TO BE DONE: Each entry below is to be duplicated verbatim.

DATASET:
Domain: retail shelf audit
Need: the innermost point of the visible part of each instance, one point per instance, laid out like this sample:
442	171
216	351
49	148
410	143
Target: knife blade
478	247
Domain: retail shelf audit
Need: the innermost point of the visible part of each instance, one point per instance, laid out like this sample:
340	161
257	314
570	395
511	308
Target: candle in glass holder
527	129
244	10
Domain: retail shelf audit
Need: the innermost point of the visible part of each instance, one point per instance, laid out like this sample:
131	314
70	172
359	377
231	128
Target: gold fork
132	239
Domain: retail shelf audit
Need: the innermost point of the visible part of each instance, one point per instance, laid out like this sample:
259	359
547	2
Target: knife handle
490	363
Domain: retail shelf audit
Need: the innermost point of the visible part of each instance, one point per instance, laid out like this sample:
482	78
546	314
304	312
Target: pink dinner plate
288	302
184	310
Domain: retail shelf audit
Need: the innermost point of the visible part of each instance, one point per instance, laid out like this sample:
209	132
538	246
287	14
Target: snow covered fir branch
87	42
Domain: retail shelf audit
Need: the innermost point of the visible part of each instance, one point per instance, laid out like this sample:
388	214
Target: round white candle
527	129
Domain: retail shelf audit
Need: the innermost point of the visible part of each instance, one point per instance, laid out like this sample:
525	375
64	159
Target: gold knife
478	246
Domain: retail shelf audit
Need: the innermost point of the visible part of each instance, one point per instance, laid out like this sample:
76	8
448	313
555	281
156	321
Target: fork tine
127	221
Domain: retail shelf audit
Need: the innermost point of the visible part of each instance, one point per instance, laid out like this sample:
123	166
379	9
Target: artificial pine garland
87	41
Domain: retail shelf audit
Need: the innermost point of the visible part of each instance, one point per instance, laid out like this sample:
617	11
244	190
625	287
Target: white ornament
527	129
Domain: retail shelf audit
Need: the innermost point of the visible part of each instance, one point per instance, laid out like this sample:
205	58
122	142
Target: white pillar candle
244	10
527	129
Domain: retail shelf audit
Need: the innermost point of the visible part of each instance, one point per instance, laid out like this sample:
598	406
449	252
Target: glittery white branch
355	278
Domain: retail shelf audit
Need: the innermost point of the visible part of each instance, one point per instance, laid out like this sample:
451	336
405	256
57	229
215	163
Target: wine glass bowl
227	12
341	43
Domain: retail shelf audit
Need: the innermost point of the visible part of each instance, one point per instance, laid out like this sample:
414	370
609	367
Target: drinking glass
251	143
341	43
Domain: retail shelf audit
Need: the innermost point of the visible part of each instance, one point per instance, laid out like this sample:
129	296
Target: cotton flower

TASK RESPONSE:
Domain: retail shelf audit
Need: the innermost point of the visible part of each instance, one point per instance, laid out like this sample:
442	171
216	351
49	148
410	143
Target: knife blade
478	247
Domain: retail shelf audit
Need: the innermost point of the visible part of each instance, one point per instance, laid out like this sample:
340	161
257	314
570	395
511	308
Target: candle in glass holder
527	129
244	10
Domain: retail shelf audit
Need: the innermost point of the visible part of each instance, one point per instance, laid out like this sample:
131	314
70	172
359	377
231	128
Target: gold fork
132	239
Domain: retail shelf audit
Need: the innermost point of the visible part of each instance, one point per instance, laid out like this sample:
259	359
547	2
Target: knife handle
490	363
Domain: retail shelf audit
Need: the innermost point of the visible part of each instance, one point per instance, laid out like this sample:
482	78
546	314
304	312
Target: pink dinner plate
288	302
184	310
Domain: retail shelf audit
Need: the innermost point of the visible part of each instance, one point per instance, laid out like this sample:
209	132
538	246
287	14
Target: snow covered fir branch
87	42
Domain: retail shelf audit
Need: the innermost point of the visible part of each instance, one point per instance, laid out like this sample:
388	214
Target: round white candle
527	129
Domain: retail shelf audit
Need: the innermost point of the visible part of each instance, one point per instance, laid out like this sample:
525	375
64	159
Target: gold knife
478	246
Domain: retail shelf audit
Need: the innermost point of the visible part of each instance, one point per instance, laid out like this sample:
76	8
448	313
555	281
156	321
Target: fork tine
127	221
Domain: retail shelf audit
Need: the innermost point of the visible part of each instance, one point per instance, laid out like this sample:
123	166
379	9
Target: artificial pine garland
87	41
Domain: retail shelf audit
Need: the innermost point of the visible part of each instance, one point per instance, laid out like this sample:
617	11
244	190
625	287
Target: white ornament
527	129
Domain: retail shelf audit
Need: the innermost point of the visible part of each instance, one point per instance, laid out like this sample:
205	58
122	142
Target: white pillar candle
244	10
527	129
Domain: retail shelf audit
Need: the innermost point of the visible part of each instance, one point per instance, laid out like this sample:
598	406
449	252
Target: glittery white branch
355	278
Domain: retail shelf audit
Need: the innermost point of the visible part of each instance, one point per instance, laid out like this sample:
451	336
405	256
57	229
215	163
Target: wine glass bowl
227	12
341	43
Domain: retail shelf audit
Need: the innermost point of the visible part of each instance, one point per instance, laid out like this sample:
414	370
609	367
Target: drinking glass
251	143
341	43
Domain: retail shelf audit
Need: the innermost point of the visible part of each instance, one point per instance, laid out like this sample:
129	296
Target: cotton flower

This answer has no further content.